Required work:
Every line that contains the word "metal" is to be copied from the listing.

Record excerpts:
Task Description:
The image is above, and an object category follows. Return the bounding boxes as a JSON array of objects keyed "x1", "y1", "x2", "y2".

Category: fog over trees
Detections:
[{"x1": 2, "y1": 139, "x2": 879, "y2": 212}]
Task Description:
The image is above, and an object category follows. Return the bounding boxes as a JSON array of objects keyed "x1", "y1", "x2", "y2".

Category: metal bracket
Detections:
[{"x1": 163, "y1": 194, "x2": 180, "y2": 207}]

---

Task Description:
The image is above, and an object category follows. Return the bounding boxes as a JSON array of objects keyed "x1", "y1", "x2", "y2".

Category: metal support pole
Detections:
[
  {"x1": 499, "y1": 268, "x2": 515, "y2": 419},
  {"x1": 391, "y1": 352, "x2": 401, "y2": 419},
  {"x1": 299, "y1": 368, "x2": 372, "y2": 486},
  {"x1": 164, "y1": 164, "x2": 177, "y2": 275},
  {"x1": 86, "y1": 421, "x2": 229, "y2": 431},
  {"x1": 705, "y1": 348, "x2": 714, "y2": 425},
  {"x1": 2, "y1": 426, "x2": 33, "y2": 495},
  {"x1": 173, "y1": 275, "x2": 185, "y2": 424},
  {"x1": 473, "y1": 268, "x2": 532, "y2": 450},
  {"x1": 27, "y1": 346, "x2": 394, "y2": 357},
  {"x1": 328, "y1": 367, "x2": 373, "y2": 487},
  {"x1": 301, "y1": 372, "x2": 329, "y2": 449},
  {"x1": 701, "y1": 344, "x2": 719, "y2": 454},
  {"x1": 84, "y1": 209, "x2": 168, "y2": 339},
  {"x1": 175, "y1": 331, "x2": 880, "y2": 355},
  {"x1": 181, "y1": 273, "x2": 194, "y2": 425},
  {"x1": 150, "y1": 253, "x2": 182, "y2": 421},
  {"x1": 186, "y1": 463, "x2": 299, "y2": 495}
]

Answer to this problem:
Category: metal bracket
Category: metal support pole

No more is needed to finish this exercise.